What needs to be done
Please copy the records word for word, from their start through the line that contains "positive clicks: (30, 15) (57, 15)", and leave out the pictures.

Provided records
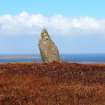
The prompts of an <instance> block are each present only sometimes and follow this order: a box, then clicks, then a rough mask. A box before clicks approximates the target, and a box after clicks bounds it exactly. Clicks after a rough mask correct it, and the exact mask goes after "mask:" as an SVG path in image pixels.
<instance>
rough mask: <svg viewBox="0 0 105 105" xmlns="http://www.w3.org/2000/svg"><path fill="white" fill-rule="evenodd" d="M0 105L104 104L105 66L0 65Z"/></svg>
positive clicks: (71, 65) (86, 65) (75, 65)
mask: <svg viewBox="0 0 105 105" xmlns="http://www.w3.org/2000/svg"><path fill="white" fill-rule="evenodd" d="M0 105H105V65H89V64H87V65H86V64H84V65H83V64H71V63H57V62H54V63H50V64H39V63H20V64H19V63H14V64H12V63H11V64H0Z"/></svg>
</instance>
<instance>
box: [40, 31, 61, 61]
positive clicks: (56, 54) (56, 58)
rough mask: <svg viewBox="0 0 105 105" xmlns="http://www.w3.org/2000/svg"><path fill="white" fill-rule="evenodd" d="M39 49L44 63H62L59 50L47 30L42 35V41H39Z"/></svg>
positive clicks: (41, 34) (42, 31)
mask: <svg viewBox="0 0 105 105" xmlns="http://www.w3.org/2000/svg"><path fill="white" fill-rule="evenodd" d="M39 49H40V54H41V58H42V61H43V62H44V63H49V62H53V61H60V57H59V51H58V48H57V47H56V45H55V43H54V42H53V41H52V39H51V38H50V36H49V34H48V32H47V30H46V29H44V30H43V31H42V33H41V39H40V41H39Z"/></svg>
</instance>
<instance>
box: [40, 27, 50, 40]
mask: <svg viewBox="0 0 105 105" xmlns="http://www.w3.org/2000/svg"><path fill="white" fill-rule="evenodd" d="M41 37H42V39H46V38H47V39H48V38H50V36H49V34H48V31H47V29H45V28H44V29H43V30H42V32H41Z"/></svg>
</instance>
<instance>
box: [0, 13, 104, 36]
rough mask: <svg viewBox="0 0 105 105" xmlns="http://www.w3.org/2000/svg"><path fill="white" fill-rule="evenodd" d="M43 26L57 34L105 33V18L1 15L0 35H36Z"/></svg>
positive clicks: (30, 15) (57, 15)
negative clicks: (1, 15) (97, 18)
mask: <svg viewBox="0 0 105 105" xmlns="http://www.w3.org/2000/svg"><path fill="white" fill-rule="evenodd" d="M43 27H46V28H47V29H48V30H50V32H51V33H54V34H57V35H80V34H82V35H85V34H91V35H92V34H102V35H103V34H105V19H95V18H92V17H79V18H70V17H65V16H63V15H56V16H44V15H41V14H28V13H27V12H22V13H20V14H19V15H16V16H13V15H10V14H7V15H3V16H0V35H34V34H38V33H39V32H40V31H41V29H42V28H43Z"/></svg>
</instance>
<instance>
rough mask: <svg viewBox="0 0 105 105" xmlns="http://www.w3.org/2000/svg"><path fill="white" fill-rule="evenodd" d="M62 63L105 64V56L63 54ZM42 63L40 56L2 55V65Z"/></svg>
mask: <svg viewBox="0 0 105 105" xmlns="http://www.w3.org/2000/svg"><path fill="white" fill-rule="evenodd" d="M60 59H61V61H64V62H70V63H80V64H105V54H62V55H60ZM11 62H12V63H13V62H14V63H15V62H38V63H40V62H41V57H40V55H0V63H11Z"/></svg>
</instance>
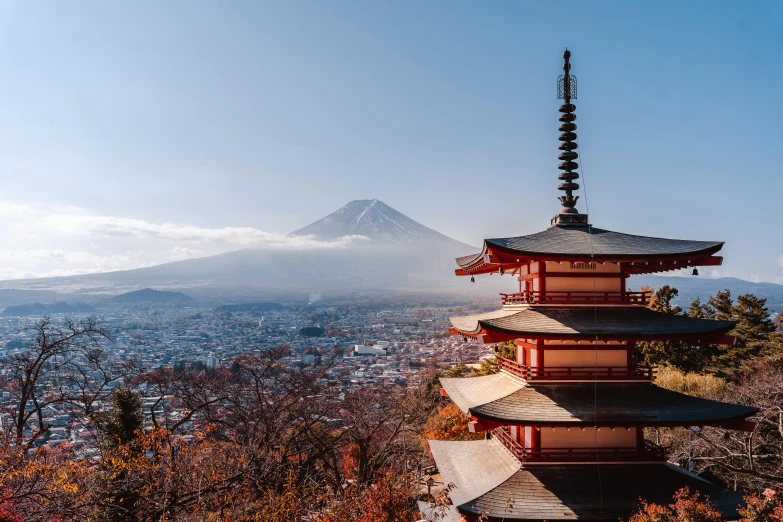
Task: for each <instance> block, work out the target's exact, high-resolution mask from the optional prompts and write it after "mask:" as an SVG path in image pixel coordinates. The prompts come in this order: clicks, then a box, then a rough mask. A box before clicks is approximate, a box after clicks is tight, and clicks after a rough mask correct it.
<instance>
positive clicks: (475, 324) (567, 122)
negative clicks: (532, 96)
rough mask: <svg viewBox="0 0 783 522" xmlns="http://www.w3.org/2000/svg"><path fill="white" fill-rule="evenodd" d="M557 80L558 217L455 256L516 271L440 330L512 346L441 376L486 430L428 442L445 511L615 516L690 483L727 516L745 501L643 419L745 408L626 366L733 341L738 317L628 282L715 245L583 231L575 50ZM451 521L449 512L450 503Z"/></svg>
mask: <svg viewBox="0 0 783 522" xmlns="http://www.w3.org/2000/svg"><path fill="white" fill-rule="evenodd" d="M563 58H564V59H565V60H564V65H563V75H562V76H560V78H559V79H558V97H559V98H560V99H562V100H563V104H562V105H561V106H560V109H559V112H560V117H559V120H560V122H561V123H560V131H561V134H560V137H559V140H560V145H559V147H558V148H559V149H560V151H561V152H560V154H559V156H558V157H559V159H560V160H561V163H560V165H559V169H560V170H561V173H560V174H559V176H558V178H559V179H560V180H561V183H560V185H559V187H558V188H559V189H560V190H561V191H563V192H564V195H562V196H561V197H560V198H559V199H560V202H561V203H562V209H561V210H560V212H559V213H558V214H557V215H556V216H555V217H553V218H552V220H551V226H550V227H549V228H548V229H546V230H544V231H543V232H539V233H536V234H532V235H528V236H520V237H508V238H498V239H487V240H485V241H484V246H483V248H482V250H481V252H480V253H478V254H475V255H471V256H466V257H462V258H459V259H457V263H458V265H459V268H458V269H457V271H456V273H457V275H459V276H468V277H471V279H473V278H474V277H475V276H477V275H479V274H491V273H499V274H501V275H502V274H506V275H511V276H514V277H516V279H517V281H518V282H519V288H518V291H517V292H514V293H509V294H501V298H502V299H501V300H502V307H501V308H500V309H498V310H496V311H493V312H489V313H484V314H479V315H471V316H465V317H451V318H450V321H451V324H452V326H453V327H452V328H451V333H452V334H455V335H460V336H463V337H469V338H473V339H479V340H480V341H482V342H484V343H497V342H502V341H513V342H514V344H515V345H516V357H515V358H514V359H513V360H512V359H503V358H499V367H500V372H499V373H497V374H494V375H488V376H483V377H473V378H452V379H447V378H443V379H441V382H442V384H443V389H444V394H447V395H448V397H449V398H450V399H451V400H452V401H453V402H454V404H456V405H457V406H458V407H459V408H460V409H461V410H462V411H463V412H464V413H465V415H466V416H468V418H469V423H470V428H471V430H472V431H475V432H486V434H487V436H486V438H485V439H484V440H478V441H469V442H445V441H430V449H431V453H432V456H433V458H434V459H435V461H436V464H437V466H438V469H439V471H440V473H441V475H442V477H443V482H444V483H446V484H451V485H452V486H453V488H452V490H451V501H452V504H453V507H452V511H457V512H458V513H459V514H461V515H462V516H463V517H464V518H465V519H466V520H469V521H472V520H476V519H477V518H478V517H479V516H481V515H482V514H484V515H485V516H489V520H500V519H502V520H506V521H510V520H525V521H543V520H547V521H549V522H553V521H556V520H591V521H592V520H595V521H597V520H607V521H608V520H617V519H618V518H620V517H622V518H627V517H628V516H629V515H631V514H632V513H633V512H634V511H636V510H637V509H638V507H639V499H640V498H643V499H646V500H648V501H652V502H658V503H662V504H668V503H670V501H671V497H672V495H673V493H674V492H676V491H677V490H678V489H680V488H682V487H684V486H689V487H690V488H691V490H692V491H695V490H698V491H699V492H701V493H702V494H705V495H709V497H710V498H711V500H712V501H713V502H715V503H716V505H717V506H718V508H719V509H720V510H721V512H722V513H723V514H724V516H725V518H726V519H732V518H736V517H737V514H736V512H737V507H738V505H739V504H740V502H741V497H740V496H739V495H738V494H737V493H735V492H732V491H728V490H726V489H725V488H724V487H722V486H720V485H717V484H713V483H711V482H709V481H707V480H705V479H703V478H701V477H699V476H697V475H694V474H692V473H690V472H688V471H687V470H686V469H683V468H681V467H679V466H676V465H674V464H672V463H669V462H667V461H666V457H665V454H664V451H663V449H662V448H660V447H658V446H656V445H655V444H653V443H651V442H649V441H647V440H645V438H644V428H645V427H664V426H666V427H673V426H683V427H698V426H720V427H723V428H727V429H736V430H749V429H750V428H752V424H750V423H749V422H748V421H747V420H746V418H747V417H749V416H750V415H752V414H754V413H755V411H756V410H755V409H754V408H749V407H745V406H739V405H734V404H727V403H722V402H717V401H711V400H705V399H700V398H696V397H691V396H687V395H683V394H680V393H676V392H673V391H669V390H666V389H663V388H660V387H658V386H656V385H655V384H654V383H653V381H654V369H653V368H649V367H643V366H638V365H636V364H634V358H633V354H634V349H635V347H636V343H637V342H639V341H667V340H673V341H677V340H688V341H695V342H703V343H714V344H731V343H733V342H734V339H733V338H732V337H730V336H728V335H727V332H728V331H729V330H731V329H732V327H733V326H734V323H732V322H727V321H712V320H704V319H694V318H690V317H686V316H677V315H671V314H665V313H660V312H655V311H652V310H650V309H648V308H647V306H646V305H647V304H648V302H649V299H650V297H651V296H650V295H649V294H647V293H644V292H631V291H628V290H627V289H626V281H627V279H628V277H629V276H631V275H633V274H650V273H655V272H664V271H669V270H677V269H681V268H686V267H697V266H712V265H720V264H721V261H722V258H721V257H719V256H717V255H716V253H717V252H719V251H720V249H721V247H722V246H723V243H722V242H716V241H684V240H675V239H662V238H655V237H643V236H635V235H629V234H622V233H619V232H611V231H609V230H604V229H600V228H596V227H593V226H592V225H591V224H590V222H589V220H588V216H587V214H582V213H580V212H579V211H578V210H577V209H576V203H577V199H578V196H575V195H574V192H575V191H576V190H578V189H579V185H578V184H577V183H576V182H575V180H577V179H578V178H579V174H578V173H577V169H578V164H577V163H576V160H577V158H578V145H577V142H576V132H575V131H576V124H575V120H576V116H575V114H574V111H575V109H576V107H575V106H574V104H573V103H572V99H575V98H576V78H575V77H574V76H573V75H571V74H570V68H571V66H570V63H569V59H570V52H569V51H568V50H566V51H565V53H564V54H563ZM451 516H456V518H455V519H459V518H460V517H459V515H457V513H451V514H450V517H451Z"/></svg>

Task response
The prompts of an <instance> block are each present only sometimes and follow this order: a box, then clicks, then a rough mask. A box before clicks approximates the target, and a box after clicks bounds it exactly. Clicks after a rough mask correct it, and the exact mask goes after "mask:" as an SVG path in image pixels.
<instance>
rough mask: <svg viewBox="0 0 105 105" xmlns="http://www.w3.org/2000/svg"><path fill="white" fill-rule="evenodd" d="M0 105L104 104L105 66L0 65Z"/></svg>
positive clicks: (71, 65) (86, 65) (75, 65)
mask: <svg viewBox="0 0 105 105" xmlns="http://www.w3.org/2000/svg"><path fill="white" fill-rule="evenodd" d="M0 105H105V65H89V64H87V65H86V64H84V65H83V64H71V63H57V62H54V63H50V64H39V63H20V64H19V63H14V64H12V63H11V64H0Z"/></svg>
</instance>
<instance>
box: [40, 31, 61, 61]
positive clicks: (56, 54) (56, 58)
rough mask: <svg viewBox="0 0 105 105" xmlns="http://www.w3.org/2000/svg"><path fill="white" fill-rule="evenodd" d="M39 49L44 63H62L59 50L47 30L42 35V41H39Z"/></svg>
positive clicks: (41, 34) (42, 31)
mask: <svg viewBox="0 0 105 105" xmlns="http://www.w3.org/2000/svg"><path fill="white" fill-rule="evenodd" d="M39 49H40V54H41V58H42V61H43V62H44V63H49V62H53V61H60V57H59V51H58V48H57V47H56V45H55V43H54V42H53V41H52V39H51V38H50V36H49V34H48V32H47V30H46V29H44V30H43V31H42V33H41V39H40V41H39Z"/></svg>
</instance>
<instance>
box: [40, 27, 50, 40]
mask: <svg viewBox="0 0 105 105" xmlns="http://www.w3.org/2000/svg"><path fill="white" fill-rule="evenodd" d="M41 37H42V39H46V38H47V39H48V38H50V36H49V34H48V31H47V29H45V28H44V29H43V30H42V32H41Z"/></svg>
</instance>
<instance>
box: [0, 13, 104, 36]
rough mask: <svg viewBox="0 0 105 105" xmlns="http://www.w3.org/2000/svg"><path fill="white" fill-rule="evenodd" d="M43 26L57 34L105 33V18L1 15L0 35H36Z"/></svg>
positive clicks: (30, 15) (57, 15)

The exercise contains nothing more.